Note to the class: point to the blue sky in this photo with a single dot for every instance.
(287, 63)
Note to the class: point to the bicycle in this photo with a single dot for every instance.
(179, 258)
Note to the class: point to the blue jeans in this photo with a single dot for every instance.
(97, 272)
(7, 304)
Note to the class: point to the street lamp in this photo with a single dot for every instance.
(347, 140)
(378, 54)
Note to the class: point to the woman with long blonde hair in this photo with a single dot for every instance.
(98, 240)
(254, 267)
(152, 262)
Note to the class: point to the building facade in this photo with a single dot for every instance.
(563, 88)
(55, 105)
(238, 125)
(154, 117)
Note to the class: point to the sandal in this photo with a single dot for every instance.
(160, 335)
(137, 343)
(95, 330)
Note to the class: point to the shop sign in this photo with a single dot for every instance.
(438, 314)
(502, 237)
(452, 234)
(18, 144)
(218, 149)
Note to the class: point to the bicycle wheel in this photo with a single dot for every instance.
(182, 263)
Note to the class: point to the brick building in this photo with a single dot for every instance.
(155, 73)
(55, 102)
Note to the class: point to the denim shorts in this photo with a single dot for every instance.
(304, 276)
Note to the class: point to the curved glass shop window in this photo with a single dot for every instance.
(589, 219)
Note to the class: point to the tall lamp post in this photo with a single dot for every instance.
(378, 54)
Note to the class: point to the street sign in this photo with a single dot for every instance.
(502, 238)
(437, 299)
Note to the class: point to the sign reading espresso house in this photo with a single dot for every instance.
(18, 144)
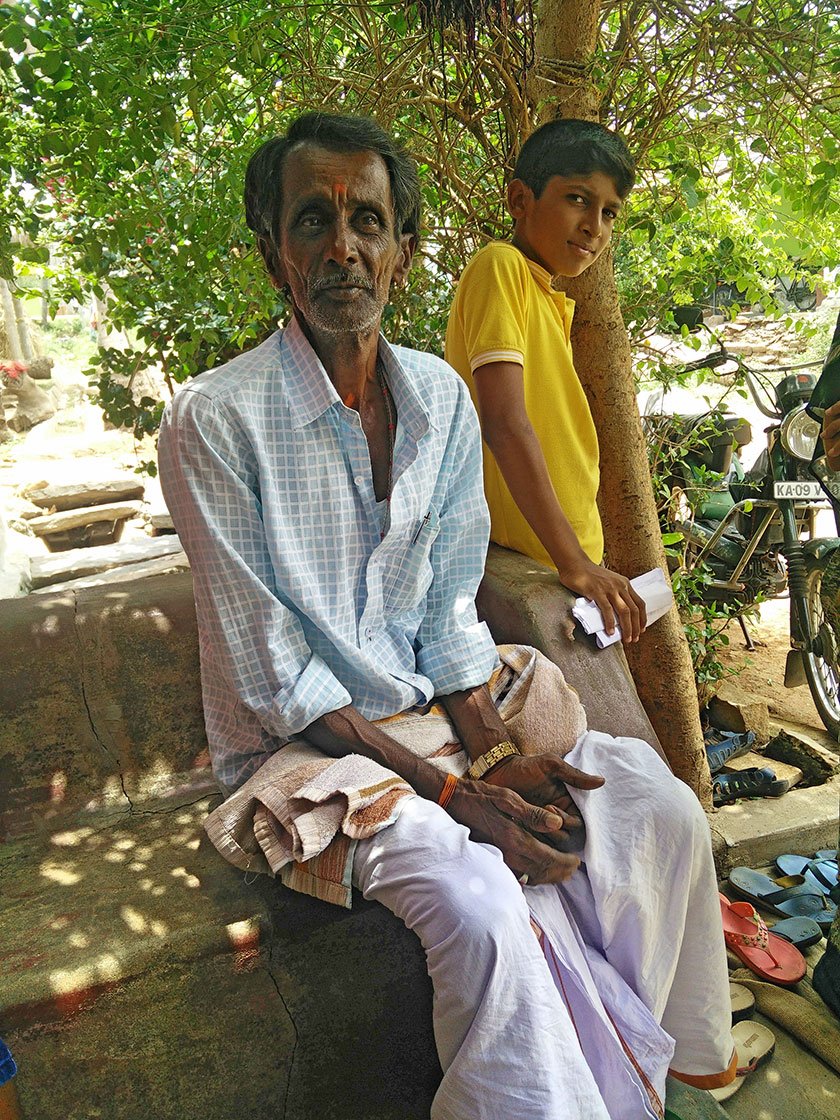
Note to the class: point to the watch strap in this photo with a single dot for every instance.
(488, 759)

◆ Exercise instructions
Copy every record above word for word, leaving out the picture.

◆ Right answer
Note to the class: point to the blue sky in this photo with a single dot for every instance.
(287, 63)
Note to the class: point to the bicycle in this photo with a single dot for every instance.
(179, 258)
Note to the class: point to the blue jeans in this photo with a single dot for every instance.
(97, 272)
(7, 304)
Note to the class: point to the street lamp in this photo with a single dot for every instance.
(347, 140)
(378, 54)
Note to the class: point to the woman with long blonde hair in this photo with a single dot for every instance.
(98, 240)
(254, 267)
(152, 262)
Note to the class: point to the building facade in this photo with a single dot for every instance.
(563, 88)
(55, 105)
(238, 125)
(154, 117)
Note to the class: point to the sandal in this photo with a single dot for every instance.
(160, 335)
(137, 343)
(95, 330)
Note to the class: point to the shop sign in this photo with a single dot for every instance.
(438, 314)
(502, 237)
(452, 234)
(18, 144)
(218, 149)
Note to the class: point to the bicycle wheel in this photo with a single dot for every instance.
(182, 263)
Note to the class: point to the brick building in this photo with a single dot for every instance.
(155, 73)
(55, 102)
Note to the class: point to the denim shorts in this photo with a single dot for every instance.
(304, 276)
Note to the class: point to the curved glass shop window in this photo with a single dot for every instance.
(589, 219)
Note to the class: point to the tall lamp post in this photo with a single dot for every instance.
(378, 54)
Note to the class: point to the street sign in this photo with a single dot for every instance.
(502, 238)
(437, 299)
Note to the class: point to the sign reading espresso house in this photo with a single dot for every instance.
(18, 144)
Note to the class: point to the watch strap in this photo with a single dot for every instance.
(488, 759)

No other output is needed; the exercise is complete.